**GOAL:**
Pull out every line of the entries below that contains the string "wooden". Case counts.

**INPUT DATA:**
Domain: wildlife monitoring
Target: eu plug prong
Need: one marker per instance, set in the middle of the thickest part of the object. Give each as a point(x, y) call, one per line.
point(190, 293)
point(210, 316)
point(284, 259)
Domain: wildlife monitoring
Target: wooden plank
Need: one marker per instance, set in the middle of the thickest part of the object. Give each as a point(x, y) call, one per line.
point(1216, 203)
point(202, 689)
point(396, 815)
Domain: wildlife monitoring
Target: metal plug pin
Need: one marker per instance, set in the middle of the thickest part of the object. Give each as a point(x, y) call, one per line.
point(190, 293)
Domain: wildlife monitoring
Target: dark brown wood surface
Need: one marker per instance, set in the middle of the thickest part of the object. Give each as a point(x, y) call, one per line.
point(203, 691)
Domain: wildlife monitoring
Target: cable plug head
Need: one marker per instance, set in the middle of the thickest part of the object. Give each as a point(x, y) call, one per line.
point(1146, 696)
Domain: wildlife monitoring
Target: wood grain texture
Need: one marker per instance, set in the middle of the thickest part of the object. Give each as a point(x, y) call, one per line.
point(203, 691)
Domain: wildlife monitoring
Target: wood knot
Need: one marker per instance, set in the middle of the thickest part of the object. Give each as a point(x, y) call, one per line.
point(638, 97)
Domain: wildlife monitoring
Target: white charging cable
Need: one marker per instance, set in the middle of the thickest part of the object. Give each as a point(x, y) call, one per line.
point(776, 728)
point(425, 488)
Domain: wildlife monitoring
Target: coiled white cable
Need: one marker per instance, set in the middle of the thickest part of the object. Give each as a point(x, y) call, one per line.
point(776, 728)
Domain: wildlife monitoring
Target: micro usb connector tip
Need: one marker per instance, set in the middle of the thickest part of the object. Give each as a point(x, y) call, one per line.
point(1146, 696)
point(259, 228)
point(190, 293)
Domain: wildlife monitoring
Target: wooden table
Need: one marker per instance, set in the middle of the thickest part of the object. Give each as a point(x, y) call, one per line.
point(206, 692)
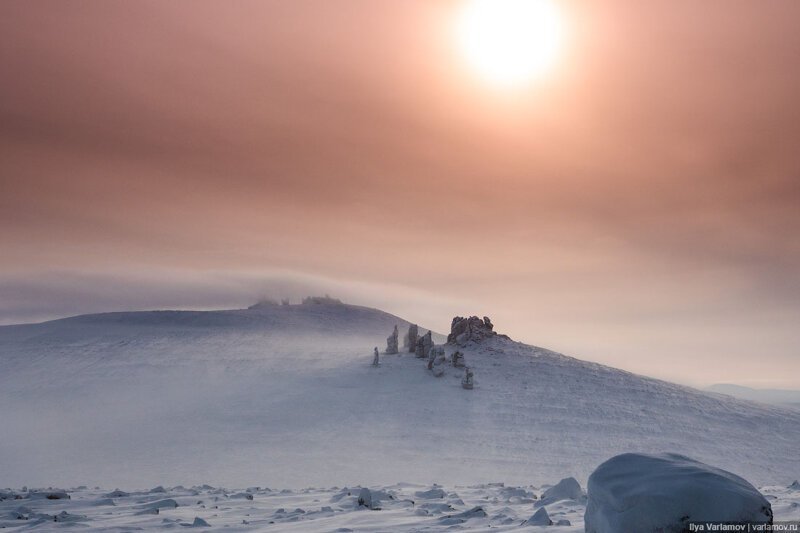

**PROBLEM SOLUTION:**
Target: wooden plank
Target: wooden table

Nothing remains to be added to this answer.